PASSAGE GIVEN
## START

I originally submitted this in another section, then just noticed this one for scanning setups:
This my compact horizontal DSLR scanning setup that I built recently using the EFH and a Raleno 116 video panel. The camera platform is fixed and the EFH/Raleno platform is adjustable vertically, and tilts left/right and front/back on springs using the black knobs; and slides forwards/backward along linear rods on ball bearing bushings.
It can accomodate my Nikon D850 (FF) and my Nikon D7000 (APS-C) with Sigma 105mm macro and Nikon 55mm macro lenses. With the D850 I can scan 35mm and 6x6 with the 105mm lens by moving the platform back and forth, and could scan 4x5 with the 55mm lens with the appropriate negative holder. With the D7000 I can scan 35mm with the 105mm lens and 6x6 and 4x5 with the 55mm lens. The tilting mechanism allows me to ensure the film plane is parallel with the sensor plane within a small fraction of a degree, confirmed with a digital level, and is square with the sensor frame with small adjustments of the knobs.
All slides were mounted in Hamafix, so no glass or other frames etc.
This worked very well, I was able to process approx. 12 to 15 slides per minute!
I always work in RAW (NEF), so white balance and color space are to be determined later on.
Now, couple of years later, I’d like to process my B/W and color negatives as well.
I tried various setups, making a kind of contact sheet first, using a film strip holder, and even using an iPad as light source. Using the iPad doesn’t work well, causing moiré patterns.

## END

DATASET RECORDS

## START

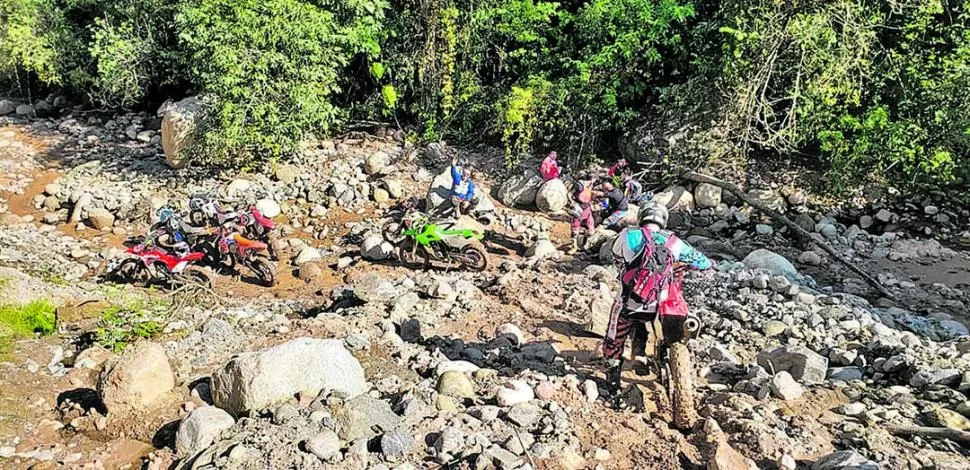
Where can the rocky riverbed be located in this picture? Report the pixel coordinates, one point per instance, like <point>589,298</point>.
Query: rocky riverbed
<point>355,362</point>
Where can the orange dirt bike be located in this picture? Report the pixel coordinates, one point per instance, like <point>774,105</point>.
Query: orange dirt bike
<point>231,249</point>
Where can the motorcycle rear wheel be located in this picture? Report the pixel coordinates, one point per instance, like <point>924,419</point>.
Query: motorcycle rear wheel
<point>413,256</point>
<point>390,230</point>
<point>264,270</point>
<point>472,256</point>
<point>681,386</point>
<point>130,271</point>
<point>197,218</point>
<point>193,274</point>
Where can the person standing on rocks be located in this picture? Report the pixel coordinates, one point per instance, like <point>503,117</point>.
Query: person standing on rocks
<point>646,256</point>
<point>582,214</point>
<point>462,188</point>
<point>549,169</point>
<point>616,205</point>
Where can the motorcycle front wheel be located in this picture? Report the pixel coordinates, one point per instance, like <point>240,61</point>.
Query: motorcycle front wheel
<point>197,218</point>
<point>130,271</point>
<point>472,256</point>
<point>413,255</point>
<point>391,231</point>
<point>192,275</point>
<point>264,270</point>
<point>681,386</point>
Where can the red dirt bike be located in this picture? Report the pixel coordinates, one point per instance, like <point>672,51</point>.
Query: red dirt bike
<point>232,248</point>
<point>256,226</point>
<point>672,358</point>
<point>149,264</point>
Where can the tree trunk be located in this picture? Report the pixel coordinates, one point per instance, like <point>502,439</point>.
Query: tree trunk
<point>696,177</point>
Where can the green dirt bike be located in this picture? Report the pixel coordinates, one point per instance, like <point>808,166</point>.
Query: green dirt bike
<point>424,241</point>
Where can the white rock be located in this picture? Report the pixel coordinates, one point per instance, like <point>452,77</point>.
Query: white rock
<point>541,249</point>
<point>254,381</point>
<point>707,195</point>
<point>268,207</point>
<point>785,387</point>
<point>375,248</point>
<point>137,379</point>
<point>179,122</point>
<point>512,331</point>
<point>552,196</point>
<point>514,392</point>
<point>200,429</point>
<point>307,254</point>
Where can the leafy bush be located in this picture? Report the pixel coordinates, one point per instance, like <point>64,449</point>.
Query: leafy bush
<point>870,91</point>
<point>120,325</point>
<point>34,39</point>
<point>272,68</point>
<point>24,320</point>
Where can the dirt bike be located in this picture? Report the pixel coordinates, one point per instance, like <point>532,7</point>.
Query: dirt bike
<point>425,241</point>
<point>392,229</point>
<point>204,210</point>
<point>673,360</point>
<point>148,264</point>
<point>256,226</point>
<point>232,248</point>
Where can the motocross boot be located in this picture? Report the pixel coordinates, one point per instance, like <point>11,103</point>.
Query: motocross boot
<point>639,346</point>
<point>614,368</point>
<point>574,245</point>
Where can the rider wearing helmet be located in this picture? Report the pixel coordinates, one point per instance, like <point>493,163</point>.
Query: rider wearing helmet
<point>173,231</point>
<point>645,257</point>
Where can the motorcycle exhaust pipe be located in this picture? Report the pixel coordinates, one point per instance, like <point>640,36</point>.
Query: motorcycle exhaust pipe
<point>692,324</point>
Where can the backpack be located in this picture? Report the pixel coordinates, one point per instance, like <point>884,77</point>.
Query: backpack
<point>651,273</point>
<point>585,194</point>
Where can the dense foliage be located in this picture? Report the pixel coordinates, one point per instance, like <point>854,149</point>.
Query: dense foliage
<point>870,90</point>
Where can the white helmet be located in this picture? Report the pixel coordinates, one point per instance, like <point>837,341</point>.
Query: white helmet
<point>654,213</point>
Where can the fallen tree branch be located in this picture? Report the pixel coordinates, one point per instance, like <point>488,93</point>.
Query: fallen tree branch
<point>696,177</point>
<point>923,431</point>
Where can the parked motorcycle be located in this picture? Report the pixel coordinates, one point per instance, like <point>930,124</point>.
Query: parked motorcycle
<point>392,229</point>
<point>425,241</point>
<point>148,264</point>
<point>232,248</point>
<point>673,360</point>
<point>256,226</point>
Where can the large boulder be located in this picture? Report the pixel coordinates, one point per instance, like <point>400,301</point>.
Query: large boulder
<point>542,248</point>
<point>707,196</point>
<point>552,196</point>
<point>802,363</point>
<point>200,429</point>
<point>254,381</point>
<point>364,417</point>
<point>137,379</point>
<point>7,107</point>
<point>771,199</point>
<point>521,189</point>
<point>600,308</point>
<point>771,262</point>
<point>675,198</point>
<point>376,162</point>
<point>100,218</point>
<point>375,248</point>
<point>268,207</point>
<point>179,122</point>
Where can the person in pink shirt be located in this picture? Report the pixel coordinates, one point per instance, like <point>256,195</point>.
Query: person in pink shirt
<point>549,169</point>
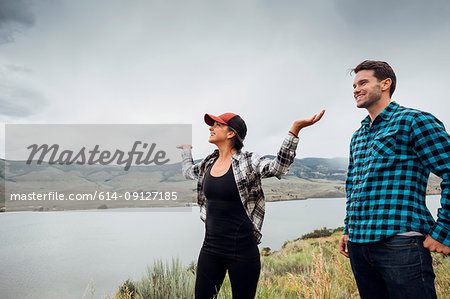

## END

GIVEN INSTRUCTION A
List every film format named in the scanning setup post.
GIVEN INSTRUCTION B
Repeat word for word the part of the scanning setup post starting with "This worked very" and going on through "negatives as well.".
Use only the text to complete these tasks.

FINAL RESULT A
35mm, 6x6, 4x5

FINAL RESULT B
This worked very well, I was able to process approx. 12 to 15 slides per minute!
I always work in RAW (NEF), so white balance and color space are to be determined later on.
Now, couple of years later, I’d like to process my B/W and color negatives as well.